▶ GIVEN PASSAGE:
------------
Unified dashboards for logs and metrics
Pre-configured datasources and dashboards
Real-time monitoring and alerting
Default credentials: admin/admin

Tech Stack

Layer	Technology	Purpose
Collector	Go	High-performance concurrent log ingestion
Streaming	Apache Kafka 7.9.4	Durable message queue with ordering guarantees
Processing	Python + confluent-kafka	Stream processing with rich ecosystem
Search	Elasticsearch 8.19.5	Full-text indexing and log analytics
Archive	MinIO	S3-compatible object storage
Metrics	Prometheus	Time-series metrics collection
Visualization	Grafana	Dashboards and alerting
Orchestration	Docker Compose	Container orchestration

Data Schema

Example structured log event:

{
  "timestamp": "2025-10-30T12:34:56.789Z",
  "service": "webapp-frontend",
  "level": "INFO",
  "message": "User logged in successfully",
  "trace_id": "trace-abc123",
  "request_id": "req-xyz789",
  "host": "app-node-1",
  "payload": {
    "user_id": "user-9876",
    "ip_address": "8.8.8.8",
    "user_agent": "Mozilla/5.0 (Windows NT 10.0; Win64; x64) Chrome/108.0.0.0"
  },
  "labels": {
    "env": "production",
    "region": "ap-south-1"
  }
}

Getting Started

Prerequisites

Docker and Docker Compose
Ports available: 2181, 3000, 8001, 8002, 8080, 8081, 9000, 9001, 9090, 9092, 9200

Quick Start

Clone the repository

git clone https://github.com/GauthamKrM/distributed-log-pipeline
cd distributed-log-pipeline

Start the pipeline

docker-compose up -d

Verify services are running

docker-compose ps

Send test logs to collector

curl -X POST http://localhost:8081/logs \
  -H "Content-Type: application/json" \
  -d '{
    "service": "test-app",
    "level": "INFO",
    "message": "Test log message",
    "timestamp": "2025-10-30T12:00:00Z"
  }'

Access dashboards

Grafana: http://localhost:3000 (admin/admin)
Prometheus: http://localhost:9090
Elasticsearch: http://localhost:9200
MinIO Console: http://localhost:9001 (minioadmin/minioadmin)

Metrics & Monitoring

Exposed Metrics

Collector (Go)

logs_produced_total - Total logs sent to Kafka
producer_errors_total - Failed publish attempts
produce_latency_seconds - Kafka publish latency

Processor (Python)

ingested_events_total - Logs consumed from Kafka
processing_latency_seconds - Processing time per log
es_write_success_total - Successful ES writes
es_write_errors_total - Failed ES writes
dlq_events_total - Events routed to DLQ

Archiver (Python)
------------
▶ STORED RECORDS:
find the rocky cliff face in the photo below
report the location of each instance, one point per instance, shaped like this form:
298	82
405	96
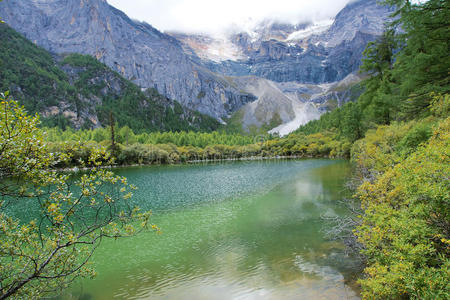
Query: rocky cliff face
136	50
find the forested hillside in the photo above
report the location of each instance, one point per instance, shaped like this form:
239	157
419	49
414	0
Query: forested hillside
400	129
78	91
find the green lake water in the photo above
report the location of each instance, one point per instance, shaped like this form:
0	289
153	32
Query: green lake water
243	230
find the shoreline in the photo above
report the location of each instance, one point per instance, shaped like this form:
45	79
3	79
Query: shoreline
198	161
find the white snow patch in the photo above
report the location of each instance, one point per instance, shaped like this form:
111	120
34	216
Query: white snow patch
304	112
316	28
222	49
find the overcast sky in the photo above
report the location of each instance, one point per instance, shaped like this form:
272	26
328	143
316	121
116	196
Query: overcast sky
212	16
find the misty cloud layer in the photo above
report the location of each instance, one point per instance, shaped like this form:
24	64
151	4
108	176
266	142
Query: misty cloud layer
212	16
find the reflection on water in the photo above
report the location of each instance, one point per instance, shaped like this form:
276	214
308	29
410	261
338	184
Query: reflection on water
230	231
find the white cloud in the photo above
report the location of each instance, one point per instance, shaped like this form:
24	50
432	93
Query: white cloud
212	16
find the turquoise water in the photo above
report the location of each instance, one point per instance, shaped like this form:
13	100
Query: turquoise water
245	230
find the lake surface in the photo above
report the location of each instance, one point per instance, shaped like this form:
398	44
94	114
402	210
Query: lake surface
242	230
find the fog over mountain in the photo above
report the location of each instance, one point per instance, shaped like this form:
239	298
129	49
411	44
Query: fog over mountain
215	17
282	64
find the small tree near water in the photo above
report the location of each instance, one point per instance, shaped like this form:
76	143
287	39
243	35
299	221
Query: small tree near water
51	223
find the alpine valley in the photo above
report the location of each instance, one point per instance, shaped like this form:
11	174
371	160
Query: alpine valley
274	77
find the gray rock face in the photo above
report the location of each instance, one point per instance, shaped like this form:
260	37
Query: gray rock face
136	50
289	65
305	53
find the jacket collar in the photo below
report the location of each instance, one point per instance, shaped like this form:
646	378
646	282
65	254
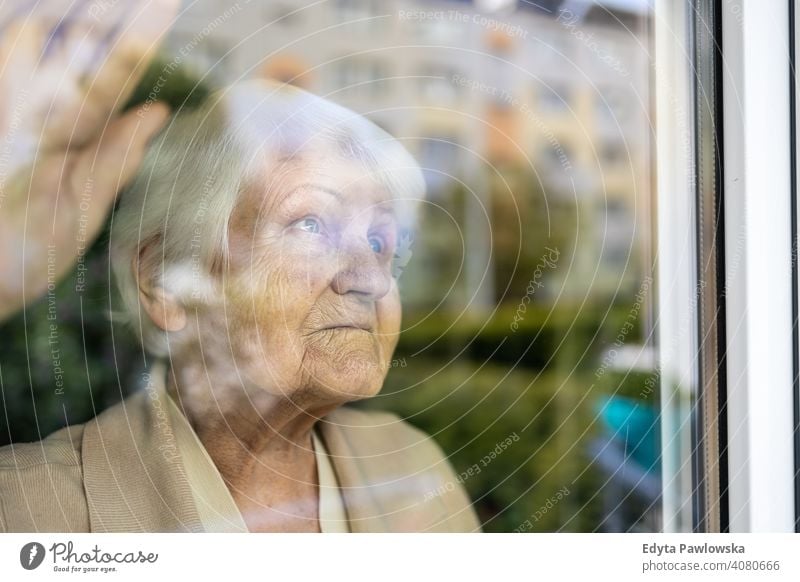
------------
▶ TASKS FOR THIS EXERCISE:
1. In the log pipeline text, which technology is listed for the streaming layer?
2. Return the stretch of the log pipeline text from "curl -X POST" through "Grafana: http://localhost:3000 (admin/admin)", copied verbatim.

▶ TASK-BY-TASK RESULTS:
1. Apache Kafka 7.9.4

2.
curl -X POST http://localhost:8081/logs \
  -H "Content-Type: application/json" \
  -d '{
    "service": "test-app",
    "level": "INFO",
    "message": "Test log message",
    "timestamp": "2025-10-30T12:00:00Z"
  }'

Access dashboards

Grafana: http://localhost:3000 (admin/admin)